◆ Required work ◆
Drawing on the excerpt on income receipt and accrual, explain in one to three sentences why Mr. X's Dubai salary is not treated as received in India.

◆ Excerpt ◆
######
Income Received / Deemed to be Received and Accrual vs Due

## Income Received / Deemed to be Received in India

### Receipt of Income

Receipt means the first occasion when the assessee gets the money under his control.

  • It is taxable on its actual receipt or deemed receipt.
  • Remittance or transmission of an already-received amount is NOT treated as receipt of income.

### Implication

ScenarioIs it 'Income Received in India'?
Income received outside India and later remitted to IndiaNO
Income received outside India, then physically brought to IndiaNO
Salary directly credited to Indian bank account from abroadYES (first receipt in India)

### Examples of Deemed Receipt

  • Employer's contribution to RPF in excess of 12% of salary.
  • Interest credited to RPF in excess of 9.5%.
  • Transferred balance of URPF to RPF (to the extent of employer's contribution + interest).
  • Contribution by Central Government to NPS account.

## Income Accrual vs Due

### Accrue / Arise

  • Income accrues or arises when the right to receive the income becomes vested in the assessee.

### Due

  • 'Due' refers to the right to enforce payment of the income.

### Illustration

  • Salary for work done in December accrues day-by-day throughout December.
  • It becomes due on the 31st December (or 1st January, depending on the salary structure).

Worked example

### Example 1

Example: Mr. X (NR) earned salary in Dubai (received in his Dubai account on 30 April 2025). He transferred this to his Indian SB account on 5 May 2025. Is the income 'received in India'?

Solution: First receipt occurred in Dubai. Subsequent remittance ≠ receipt. → NOT received in India. Not taxable for NR.

### Example 2

Example: Salary for the month of December 2025 is paid on 1st January 2026. State the date of accrual and due.

Solution: Accrues day-by-day through December 2025; becomes due on 1st January 2026.

⚠️ Common exam mistakes

  • Treating subsequent remittance to India as 'received in India' — only the first receipt matters.
  • Confusing accrual with due — accrual is the vesting of right to receive; due is the right to enforce payment.
  • Forgetting that even deemed receipts (like employer's excess RPF contribution) are taxable for an NR as 'received in India'.
Bare-Act text Section 5 read with Section 7 · Income-tax Act, 1961 · click to expand
Section 7 — Income deemed to be received: The following incomes shall be deemed to be received in the previous year— (i) the annual accretion in the previous year to the balance at the credit of an employee participating in a recognised provident fund, to the extent provided in rule 6 of Part A of the Fourth Schedule; (ii) the transferred balance in a recognised provident fund, to the extent provided in rule 11(4) of Part A of the Fourth Schedule; (iii) the contribution made, by the Central Government or any other employer in the previous year, to the account of an employee under a pension scheme referred to in section 80CCD.
######
◆ Source material ◆
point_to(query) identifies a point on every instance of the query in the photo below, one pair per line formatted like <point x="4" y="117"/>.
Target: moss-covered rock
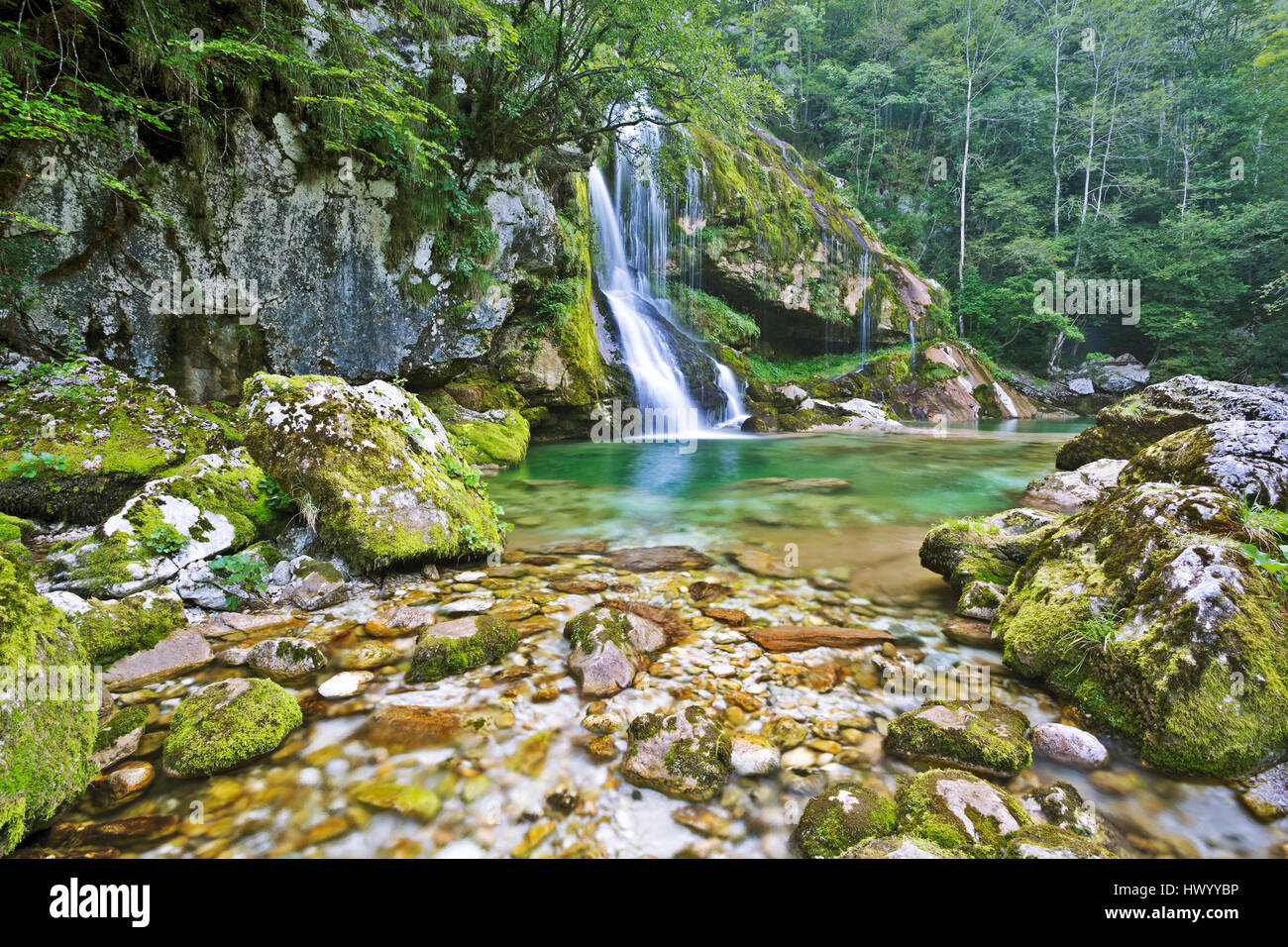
######
◆ Problem solution ◆
Mr. X's salary was first received in his Dubai account on 30 April 2025, so the first receipt occurred outside India. His transfer of it to his Indian SB account on 5 May 2025 is only a remittance of an already-received amount, which does not count as receipt of income. The income is therefore not received in India and is not taxable for him as an NR.